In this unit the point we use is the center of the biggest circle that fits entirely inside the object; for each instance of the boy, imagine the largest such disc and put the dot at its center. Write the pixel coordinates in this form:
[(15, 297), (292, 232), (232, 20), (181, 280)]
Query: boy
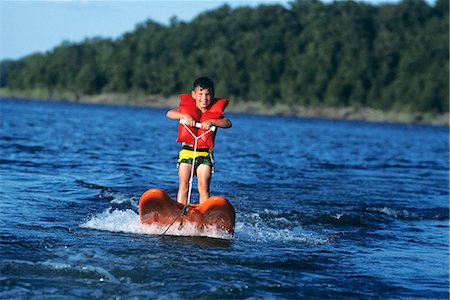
[(199, 106)]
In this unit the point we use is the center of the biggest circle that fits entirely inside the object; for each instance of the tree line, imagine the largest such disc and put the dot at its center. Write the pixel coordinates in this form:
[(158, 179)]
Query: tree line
[(388, 57)]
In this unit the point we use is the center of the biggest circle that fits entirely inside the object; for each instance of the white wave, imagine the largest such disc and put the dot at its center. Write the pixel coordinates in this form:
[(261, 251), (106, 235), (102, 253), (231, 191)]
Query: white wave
[(393, 212), (119, 198), (128, 221)]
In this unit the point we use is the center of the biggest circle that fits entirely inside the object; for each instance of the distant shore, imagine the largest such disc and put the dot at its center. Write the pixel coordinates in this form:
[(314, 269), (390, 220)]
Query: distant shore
[(345, 113)]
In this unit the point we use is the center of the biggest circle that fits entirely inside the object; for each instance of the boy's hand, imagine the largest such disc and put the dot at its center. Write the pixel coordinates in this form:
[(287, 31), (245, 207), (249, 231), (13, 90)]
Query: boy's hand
[(206, 125), (190, 121)]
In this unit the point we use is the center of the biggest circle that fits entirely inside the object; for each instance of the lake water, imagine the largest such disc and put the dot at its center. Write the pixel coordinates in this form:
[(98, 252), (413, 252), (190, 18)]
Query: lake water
[(325, 208)]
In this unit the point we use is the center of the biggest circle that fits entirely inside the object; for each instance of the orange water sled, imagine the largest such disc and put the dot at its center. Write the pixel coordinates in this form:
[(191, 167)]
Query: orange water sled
[(156, 207)]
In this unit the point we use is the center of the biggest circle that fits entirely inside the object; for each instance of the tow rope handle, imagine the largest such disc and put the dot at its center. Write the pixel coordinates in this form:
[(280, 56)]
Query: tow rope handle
[(196, 138), (198, 125)]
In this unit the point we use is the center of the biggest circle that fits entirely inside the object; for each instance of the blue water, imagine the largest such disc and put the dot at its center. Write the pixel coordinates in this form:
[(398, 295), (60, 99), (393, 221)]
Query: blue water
[(325, 208)]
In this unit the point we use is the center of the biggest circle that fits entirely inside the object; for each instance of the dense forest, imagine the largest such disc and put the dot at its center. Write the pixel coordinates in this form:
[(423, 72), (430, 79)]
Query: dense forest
[(392, 57)]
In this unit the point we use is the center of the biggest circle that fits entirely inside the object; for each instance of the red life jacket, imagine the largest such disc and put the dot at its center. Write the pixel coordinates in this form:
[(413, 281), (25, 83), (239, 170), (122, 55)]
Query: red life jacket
[(215, 111)]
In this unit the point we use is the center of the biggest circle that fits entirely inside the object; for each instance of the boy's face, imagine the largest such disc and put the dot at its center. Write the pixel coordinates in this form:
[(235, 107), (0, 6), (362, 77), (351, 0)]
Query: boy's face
[(202, 97)]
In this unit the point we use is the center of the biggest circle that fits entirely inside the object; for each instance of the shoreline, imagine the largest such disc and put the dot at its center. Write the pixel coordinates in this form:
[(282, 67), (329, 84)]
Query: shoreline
[(366, 114)]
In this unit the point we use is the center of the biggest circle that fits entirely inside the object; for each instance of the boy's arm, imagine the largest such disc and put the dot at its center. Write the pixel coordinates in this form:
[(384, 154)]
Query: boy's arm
[(175, 114), (222, 123)]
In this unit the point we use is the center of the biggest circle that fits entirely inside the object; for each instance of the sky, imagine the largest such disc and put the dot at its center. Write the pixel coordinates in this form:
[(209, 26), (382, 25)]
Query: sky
[(33, 26)]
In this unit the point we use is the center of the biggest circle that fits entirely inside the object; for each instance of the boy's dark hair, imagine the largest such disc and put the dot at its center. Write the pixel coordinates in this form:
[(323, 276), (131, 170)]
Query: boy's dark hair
[(204, 83)]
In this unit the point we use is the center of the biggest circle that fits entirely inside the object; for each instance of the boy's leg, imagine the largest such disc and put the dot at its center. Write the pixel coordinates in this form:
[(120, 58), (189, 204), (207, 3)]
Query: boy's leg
[(184, 173), (203, 178)]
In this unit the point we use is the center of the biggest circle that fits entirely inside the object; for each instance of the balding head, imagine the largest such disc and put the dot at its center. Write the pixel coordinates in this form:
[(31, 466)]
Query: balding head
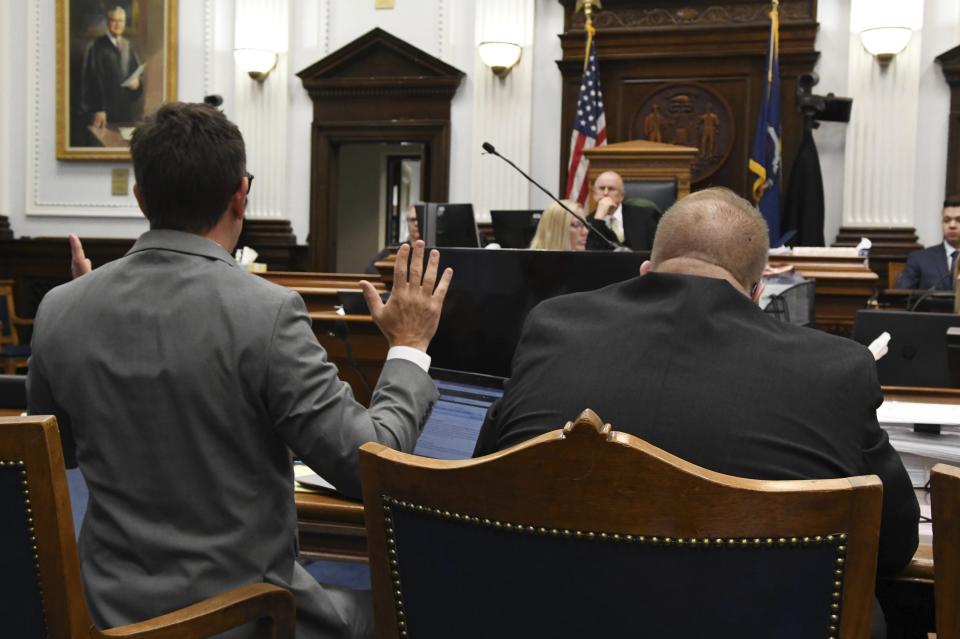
[(714, 233), (608, 184)]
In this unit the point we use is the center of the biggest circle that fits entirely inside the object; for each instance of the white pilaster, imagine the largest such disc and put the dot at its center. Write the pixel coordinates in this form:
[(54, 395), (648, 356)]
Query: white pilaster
[(261, 107), (881, 149), (6, 166), (503, 111)]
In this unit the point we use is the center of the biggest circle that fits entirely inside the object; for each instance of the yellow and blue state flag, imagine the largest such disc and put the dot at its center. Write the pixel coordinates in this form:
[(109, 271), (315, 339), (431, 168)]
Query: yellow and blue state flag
[(765, 162)]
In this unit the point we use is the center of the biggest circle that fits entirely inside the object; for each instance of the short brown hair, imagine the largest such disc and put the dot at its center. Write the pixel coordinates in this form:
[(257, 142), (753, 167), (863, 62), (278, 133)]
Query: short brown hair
[(716, 226), (189, 160)]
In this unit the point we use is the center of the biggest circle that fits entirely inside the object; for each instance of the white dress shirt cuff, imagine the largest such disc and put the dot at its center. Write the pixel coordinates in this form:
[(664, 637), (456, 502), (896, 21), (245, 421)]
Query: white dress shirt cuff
[(418, 357)]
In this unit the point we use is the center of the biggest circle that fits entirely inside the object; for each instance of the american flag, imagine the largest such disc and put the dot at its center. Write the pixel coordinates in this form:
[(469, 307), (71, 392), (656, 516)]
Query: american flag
[(589, 128)]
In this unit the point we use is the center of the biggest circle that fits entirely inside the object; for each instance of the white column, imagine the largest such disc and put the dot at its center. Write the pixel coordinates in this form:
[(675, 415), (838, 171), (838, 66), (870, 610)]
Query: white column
[(881, 150), (503, 113), (261, 107), (6, 143)]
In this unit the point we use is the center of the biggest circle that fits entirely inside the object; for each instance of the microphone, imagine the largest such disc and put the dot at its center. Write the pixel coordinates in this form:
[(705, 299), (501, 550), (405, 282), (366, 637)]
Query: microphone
[(930, 291), (616, 246)]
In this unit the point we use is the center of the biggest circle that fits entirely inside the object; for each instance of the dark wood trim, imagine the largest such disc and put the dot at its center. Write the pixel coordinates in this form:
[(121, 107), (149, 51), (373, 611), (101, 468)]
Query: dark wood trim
[(648, 45), (890, 244)]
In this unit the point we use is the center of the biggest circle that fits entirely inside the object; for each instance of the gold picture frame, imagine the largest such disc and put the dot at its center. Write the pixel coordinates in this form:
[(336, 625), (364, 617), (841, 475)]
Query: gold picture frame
[(116, 61)]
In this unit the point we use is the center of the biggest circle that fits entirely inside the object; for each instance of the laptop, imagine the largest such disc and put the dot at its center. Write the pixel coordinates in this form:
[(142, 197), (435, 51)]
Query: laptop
[(917, 352), (453, 427)]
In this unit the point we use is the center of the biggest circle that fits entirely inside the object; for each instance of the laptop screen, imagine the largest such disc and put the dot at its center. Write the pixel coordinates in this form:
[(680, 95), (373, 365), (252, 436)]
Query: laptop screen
[(453, 427)]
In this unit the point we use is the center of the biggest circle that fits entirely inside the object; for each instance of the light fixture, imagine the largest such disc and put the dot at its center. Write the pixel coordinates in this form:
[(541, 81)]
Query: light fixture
[(884, 43), (500, 56), (258, 63)]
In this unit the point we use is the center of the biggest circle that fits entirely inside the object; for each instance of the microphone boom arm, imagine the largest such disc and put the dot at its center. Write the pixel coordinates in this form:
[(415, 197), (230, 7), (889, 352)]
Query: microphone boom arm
[(617, 246)]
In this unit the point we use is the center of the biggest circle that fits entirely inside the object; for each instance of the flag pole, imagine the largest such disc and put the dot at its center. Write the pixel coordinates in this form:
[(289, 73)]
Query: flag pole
[(587, 6)]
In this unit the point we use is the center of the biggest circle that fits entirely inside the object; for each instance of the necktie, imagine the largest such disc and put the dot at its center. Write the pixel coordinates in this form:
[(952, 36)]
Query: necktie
[(616, 228)]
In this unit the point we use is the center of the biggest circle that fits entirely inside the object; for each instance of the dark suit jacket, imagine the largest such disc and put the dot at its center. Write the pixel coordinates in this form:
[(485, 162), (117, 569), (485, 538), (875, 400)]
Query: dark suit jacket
[(183, 382), (926, 269), (692, 366), (639, 228)]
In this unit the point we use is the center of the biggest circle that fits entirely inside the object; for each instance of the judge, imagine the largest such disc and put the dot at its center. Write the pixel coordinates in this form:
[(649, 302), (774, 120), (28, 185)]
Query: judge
[(619, 221)]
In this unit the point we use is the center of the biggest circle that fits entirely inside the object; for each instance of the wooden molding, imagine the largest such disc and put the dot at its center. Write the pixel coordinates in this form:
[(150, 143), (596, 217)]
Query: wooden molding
[(377, 88)]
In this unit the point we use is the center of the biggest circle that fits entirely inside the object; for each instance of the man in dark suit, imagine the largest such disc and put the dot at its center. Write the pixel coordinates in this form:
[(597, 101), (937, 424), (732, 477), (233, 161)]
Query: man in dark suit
[(683, 357), (632, 226), (932, 267), (181, 383), (109, 91)]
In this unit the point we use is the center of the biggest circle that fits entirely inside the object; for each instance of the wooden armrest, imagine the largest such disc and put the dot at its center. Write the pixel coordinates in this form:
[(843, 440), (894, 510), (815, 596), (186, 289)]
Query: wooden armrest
[(274, 606)]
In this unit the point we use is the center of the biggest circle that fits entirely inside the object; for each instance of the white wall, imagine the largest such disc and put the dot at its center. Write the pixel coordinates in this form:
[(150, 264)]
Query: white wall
[(887, 166), (42, 196)]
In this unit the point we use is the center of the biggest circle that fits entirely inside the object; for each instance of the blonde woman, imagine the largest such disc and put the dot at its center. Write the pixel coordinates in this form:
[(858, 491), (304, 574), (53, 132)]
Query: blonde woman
[(560, 231)]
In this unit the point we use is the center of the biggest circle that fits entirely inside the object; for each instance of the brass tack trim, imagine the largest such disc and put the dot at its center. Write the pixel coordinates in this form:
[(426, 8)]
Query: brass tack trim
[(837, 540), (32, 533)]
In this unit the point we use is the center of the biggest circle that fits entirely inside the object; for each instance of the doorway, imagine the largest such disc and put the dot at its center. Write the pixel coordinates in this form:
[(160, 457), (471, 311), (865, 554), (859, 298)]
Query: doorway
[(376, 182)]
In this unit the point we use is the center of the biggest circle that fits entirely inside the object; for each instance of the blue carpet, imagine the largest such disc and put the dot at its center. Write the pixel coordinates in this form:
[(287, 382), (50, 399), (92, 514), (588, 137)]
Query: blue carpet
[(338, 573)]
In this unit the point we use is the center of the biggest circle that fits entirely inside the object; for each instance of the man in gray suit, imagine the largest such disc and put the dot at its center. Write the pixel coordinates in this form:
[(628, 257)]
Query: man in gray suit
[(180, 380)]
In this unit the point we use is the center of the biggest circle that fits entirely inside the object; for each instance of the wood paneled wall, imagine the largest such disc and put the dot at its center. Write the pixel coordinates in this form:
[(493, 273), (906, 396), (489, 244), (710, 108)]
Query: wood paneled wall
[(697, 61)]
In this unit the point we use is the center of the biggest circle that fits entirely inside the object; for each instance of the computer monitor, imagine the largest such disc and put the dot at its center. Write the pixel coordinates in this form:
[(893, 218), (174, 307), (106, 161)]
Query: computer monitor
[(515, 229), (446, 224), (493, 291), (917, 352)]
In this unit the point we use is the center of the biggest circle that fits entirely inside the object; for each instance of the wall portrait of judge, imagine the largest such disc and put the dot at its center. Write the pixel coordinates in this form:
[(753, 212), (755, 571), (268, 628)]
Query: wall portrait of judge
[(116, 61)]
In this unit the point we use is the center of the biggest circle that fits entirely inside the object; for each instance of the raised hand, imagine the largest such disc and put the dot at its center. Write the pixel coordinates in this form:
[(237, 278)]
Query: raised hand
[(79, 264), (411, 314)]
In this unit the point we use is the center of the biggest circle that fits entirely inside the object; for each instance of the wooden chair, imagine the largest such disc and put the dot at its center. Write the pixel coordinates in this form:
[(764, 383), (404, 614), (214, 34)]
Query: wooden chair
[(587, 532), (41, 594), (945, 498), (13, 354)]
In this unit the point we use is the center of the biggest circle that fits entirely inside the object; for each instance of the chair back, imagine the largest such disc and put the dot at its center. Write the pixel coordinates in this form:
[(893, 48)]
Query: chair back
[(945, 496), (893, 273), (589, 532), (796, 304), (8, 330), (663, 193), (39, 569)]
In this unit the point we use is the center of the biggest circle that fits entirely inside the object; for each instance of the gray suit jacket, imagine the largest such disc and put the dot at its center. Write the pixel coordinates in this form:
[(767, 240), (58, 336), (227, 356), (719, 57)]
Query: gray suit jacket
[(182, 380)]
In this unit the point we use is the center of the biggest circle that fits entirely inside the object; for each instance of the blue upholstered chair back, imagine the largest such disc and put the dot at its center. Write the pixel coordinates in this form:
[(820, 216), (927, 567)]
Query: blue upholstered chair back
[(6, 324), (13, 392), (663, 193), (587, 532)]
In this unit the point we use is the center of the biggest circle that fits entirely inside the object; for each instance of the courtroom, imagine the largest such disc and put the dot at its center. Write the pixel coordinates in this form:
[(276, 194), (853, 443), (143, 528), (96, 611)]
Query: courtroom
[(480, 318)]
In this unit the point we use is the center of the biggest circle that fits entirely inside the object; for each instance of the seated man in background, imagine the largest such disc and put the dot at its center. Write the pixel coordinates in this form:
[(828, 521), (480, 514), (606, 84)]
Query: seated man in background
[(181, 382), (933, 267), (683, 357), (560, 231), (632, 226)]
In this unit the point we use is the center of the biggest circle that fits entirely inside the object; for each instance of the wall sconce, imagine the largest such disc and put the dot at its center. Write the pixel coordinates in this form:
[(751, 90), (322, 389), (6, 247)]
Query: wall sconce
[(500, 56), (258, 63), (884, 43)]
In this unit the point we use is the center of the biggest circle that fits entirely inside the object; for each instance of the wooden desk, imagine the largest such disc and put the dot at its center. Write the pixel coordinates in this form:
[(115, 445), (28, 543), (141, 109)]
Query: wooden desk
[(844, 286), (330, 527)]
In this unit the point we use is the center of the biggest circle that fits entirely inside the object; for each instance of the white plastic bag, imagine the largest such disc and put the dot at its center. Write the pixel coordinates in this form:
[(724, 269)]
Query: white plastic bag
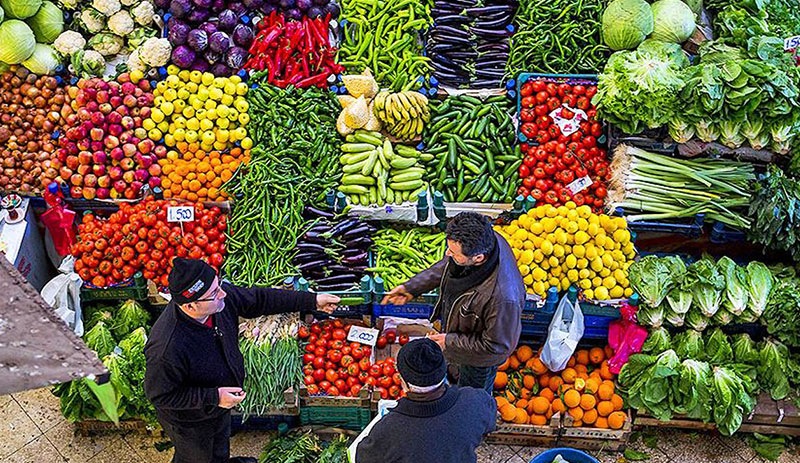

================================

**PROMPT**
Show all lines of the material in which the word "plastic" can be found.

**COMPLETED EXERCISE**
In this unit the point we use is the center of the biggest circle that fits entirely inside the object; for each instance of the white plastic bag, imagine the largest such disc and put the dot at its center. Write the pixel coordinates in this form:
Query: white plastic bag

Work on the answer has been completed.